▶ PROBLEM
Please repeat the data exactly. Any picture in it stays out.

(Dataset entries)
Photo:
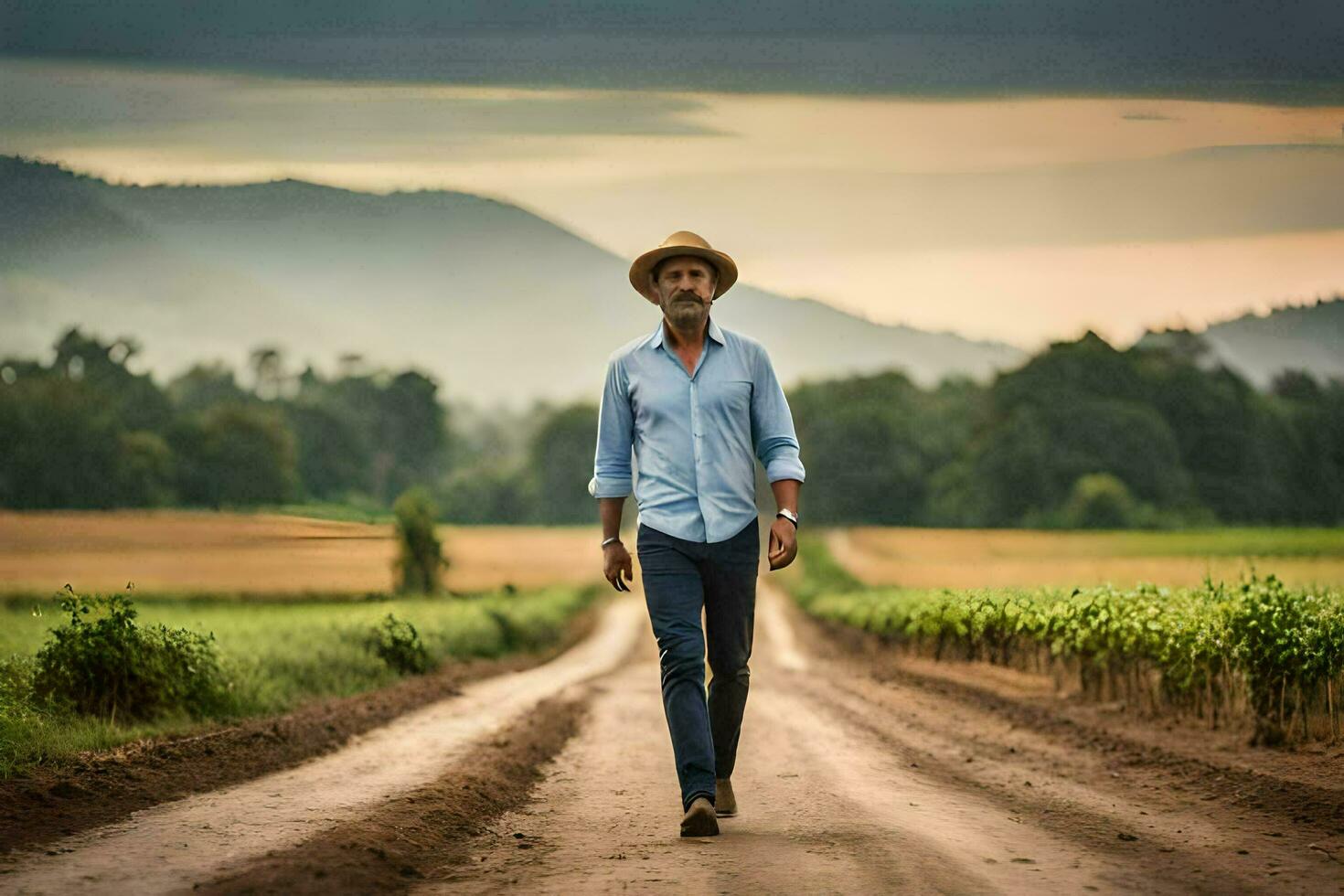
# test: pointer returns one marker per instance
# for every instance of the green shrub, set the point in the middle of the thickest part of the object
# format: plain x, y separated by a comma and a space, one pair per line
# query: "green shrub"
1100, 501
101, 663
15, 687
420, 559
397, 644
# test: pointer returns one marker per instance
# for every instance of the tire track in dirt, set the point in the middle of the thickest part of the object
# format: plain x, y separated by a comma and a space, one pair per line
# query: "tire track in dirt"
827, 806
206, 836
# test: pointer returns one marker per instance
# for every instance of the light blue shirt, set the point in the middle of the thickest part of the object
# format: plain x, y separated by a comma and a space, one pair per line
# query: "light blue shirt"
695, 435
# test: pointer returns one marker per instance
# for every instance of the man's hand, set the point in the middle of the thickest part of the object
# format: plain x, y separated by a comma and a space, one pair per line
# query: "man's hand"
784, 543
615, 560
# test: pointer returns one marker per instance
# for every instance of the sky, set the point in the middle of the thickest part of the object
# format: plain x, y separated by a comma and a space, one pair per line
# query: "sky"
1019, 177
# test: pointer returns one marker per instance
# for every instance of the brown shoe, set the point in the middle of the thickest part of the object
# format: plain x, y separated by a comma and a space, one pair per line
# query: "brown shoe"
700, 819
725, 804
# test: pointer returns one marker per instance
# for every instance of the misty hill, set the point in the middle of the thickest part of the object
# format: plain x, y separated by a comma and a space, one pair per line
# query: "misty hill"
1306, 337
499, 304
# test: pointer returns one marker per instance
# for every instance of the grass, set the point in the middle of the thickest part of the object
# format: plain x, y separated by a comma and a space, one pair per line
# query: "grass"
1252, 652
277, 655
1226, 541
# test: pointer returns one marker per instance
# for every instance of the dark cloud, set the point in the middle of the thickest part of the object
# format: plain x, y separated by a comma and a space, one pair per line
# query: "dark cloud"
1203, 48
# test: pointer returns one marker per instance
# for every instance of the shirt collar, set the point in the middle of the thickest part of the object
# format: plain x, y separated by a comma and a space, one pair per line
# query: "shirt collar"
714, 332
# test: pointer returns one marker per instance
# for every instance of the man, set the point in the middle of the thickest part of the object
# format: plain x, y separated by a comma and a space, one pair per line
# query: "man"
698, 404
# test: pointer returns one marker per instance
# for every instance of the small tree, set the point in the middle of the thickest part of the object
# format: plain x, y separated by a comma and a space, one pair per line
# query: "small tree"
1100, 501
420, 559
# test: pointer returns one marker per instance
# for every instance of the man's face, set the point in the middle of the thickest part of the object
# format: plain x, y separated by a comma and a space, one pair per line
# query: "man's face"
684, 288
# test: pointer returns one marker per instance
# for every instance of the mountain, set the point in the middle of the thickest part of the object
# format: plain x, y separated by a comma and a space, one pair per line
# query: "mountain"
1308, 337
500, 305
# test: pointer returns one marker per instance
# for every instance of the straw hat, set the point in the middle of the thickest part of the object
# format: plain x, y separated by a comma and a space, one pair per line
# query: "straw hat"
682, 243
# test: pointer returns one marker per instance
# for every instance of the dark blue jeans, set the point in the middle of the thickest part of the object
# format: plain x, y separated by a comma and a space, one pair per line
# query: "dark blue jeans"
679, 579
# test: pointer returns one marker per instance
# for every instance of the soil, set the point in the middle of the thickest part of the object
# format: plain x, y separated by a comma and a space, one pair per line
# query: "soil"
858, 773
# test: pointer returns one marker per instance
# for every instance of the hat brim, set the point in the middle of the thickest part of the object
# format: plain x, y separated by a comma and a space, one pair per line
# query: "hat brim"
643, 268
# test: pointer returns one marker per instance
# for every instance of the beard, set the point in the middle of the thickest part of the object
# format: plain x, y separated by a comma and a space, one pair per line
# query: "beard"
686, 308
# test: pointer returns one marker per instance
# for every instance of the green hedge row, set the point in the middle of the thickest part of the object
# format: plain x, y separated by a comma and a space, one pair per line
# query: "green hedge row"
1254, 650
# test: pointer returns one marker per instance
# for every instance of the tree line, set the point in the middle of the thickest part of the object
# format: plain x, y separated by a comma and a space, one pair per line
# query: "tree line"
1080, 435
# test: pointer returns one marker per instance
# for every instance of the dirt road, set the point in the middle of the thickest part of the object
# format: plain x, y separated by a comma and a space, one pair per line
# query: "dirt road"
847, 782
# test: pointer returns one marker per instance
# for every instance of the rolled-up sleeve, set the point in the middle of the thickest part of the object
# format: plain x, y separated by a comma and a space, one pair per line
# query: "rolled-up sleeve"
772, 425
614, 437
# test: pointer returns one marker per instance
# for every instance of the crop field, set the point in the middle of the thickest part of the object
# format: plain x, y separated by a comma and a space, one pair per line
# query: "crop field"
1018, 558
179, 551
1047, 715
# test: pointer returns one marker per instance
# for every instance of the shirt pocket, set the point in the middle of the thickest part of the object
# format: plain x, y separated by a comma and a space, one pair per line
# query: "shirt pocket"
730, 398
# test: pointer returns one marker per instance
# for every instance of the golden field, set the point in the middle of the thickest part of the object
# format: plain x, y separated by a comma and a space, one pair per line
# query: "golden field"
202, 551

▶ ANSWER BOX
Photo:
# test: pointer returns one marker per instance
# for every instance of the green shrub, set the point in the middle of the thickest part of the object
# format: plain x, y separated by a comma and a space, one pair per line
# query: "green shrub"
1100, 501
101, 663
15, 687
420, 559
397, 644
# test: pointer returns one marker per instance
# for every instance of the tire track in dirt, set the point in the middle of the thickest part of the object
# format: plain x, y separated by a comma and a space, one pair per line
# query: "tire track in dirt"
827, 806
206, 836
# test: pointer returns one marker per instance
# for every instance of the light blue shirt, set the point in the middle of the thickest part of the object
# format: plain x, y separated by a comma and a space, one pair per line
# query: "light blue shirt"
695, 435
# test: pointer returns one marker per instance
# for every instance of the man's hand, set the point in the middle of the thickest part of the object
# format: plain x, y separated by a comma and a space, one pair per line
# query: "man's hand"
784, 543
615, 560
# test: pointer returns one marker per instance
# for every instance of the sky, set the point in the middle of the thickest part of the object
# format: plain x, y separated by a comma and a space, one pair per line
# query: "sky"
1019, 177
# test: pointer returns one marker per instance
# for every instance of the brown shoe, set the point in the middle of the thickest part of the object
# format: plain x, y separated by a comma and a space, one pair per line
# query: "brown shoe"
700, 819
725, 804
# test: pointer returns one marker per instance
# for every instance of the misty hill, set the point in the middle of the thickest part of the object
# format: plain x, y separated by a comma and a space, one pair per line
# query: "misty hill"
1306, 337
499, 304
# test: pointer returns one marker per instance
# for every instance of the grass, set the point in the middle of the thickest part of the object
# format: plain x, y separated by a comma and a space, one pair per line
# query: "grass"
1252, 652
277, 655
1226, 541
# test: pointer returns one marker per instance
# for every instance of the dark cloud, set the point in the middle of the thickest part of the object
# format: plain x, y separated by a comma and a space, one pair per line
# query: "dark cloud"
1203, 48
# test: pointer returns one marker per instance
# for every instance of the shirt collar, set the point in the middle of the thickest part of the object
# format: plain x, y separated by a comma and a space, one pair per line
# query: "shirt collar"
714, 332
# test: pointer returns one marker per instance
# for every instance of the man, set the point in the middle of the thickest part of the object
# format: plain x, y separated by a comma and a space, one pair per line
# query: "man"
698, 404
# test: pointer returns one marker per instance
# for every instance of the small tree, set the point in the middle of the thickest part of the object
# format: plain x, y separated by a comma and a space, one pair per line
# query: "small tree"
1100, 501
420, 559
# test: pointer returns one marker per instance
# for every instance of the man's face, set the point in the middle of the thickest part of the object
# format: plain x, y separated by a comma and a space, one pair per line
# query: "man's face"
684, 288
# test: pointer returns one marker per instance
# for every instance of the mountain, set the point in the middle of the thickest part of the object
# format: plain x, y separated by a comma and a space, one pair per line
# query: "mountain"
1308, 337
500, 305
# test: pointer returns one marker per instance
# for every instance of the straw hat, set the point in the middle of the thickest part of the object
# format: plain x, y separated by a comma and a space, one pair per line
# query: "straw hat"
682, 243
# test: pointer returns one marker per instance
# for every instance of the dark blue jeans, set the point in the middle of the thickest part of the object
# format: plain x, y separated by a comma and a space, one pair per line
# query: "dark blue jeans"
679, 579
# test: pointer returns one marker per instance
# for every instance of the soil, set the point in the middle of the thickest part of the object
# format: plain x, y separated by a comma and a space, one pair per line
# query: "soil"
858, 773
# test: pointer returns one marker per instance
# for every instance of the hat brim, set the point in the middle of the thickest part of the object
# format: plain x, y separated by a comma and a space, one pair per line
# query: "hat brim"
643, 268
# test: pointer returns one marker per instance
# for every instance of the beard, set the point in the middle of the thickest part of the object
# format: plain x, y separated by a comma and a space, one pair per line
# query: "beard"
686, 308
# test: pointer returns one marker per instance
# for every instance of the green hedge row, set the point in the middle of the thickest part of the object
# format: plain x, y separated by a comma and a space, one pair per line
# query: "green hedge row"
1254, 650
# test: pointer returns one marker per instance
# for every instance of the tree line, set the point in the middle of the thickest part of the object
# format: plain x, y separated by a comma and a space, one pair per line
# query: "tree line"
1080, 435
# test: pointer returns one marker per instance
# for every instance of the dirt road, set the point in the middle of the thickest part of the object
# format: plain x, y separated by a comma and a space, one pair per line
# query: "dirt road"
847, 782
# test: pointer returns one marker per instance
# for every instance of the rolled-up sleeve, set the point in the middle of the thickest part of the object
# format: plain x, y separated by a comma and a space, one pair per line
# query: "rolled-up sleeve"
772, 425
614, 437
# test: pointer returns one marker per instance
# for every instance of the crop field, set the point in the middle of the thickest part of the object
# format: plain x, y separated by a comma and a space, one pair per line
# query: "crop field"
1018, 558
179, 551
1047, 715
# test: pointer returns one marker per instance
# for every instance of the shirt pocket, set the point in the middle of the thickest part of the object
# format: plain x, y separated by a comma and a space, one pair per line
# query: "shirt pocket"
730, 398
# test: pointer returns one marker per instance
# for every instance of the golden field, set the point in the middle of the thickest part of the object
# format: plain x, y separated by a comma and a space, one pair per line
# query: "golden field"
202, 551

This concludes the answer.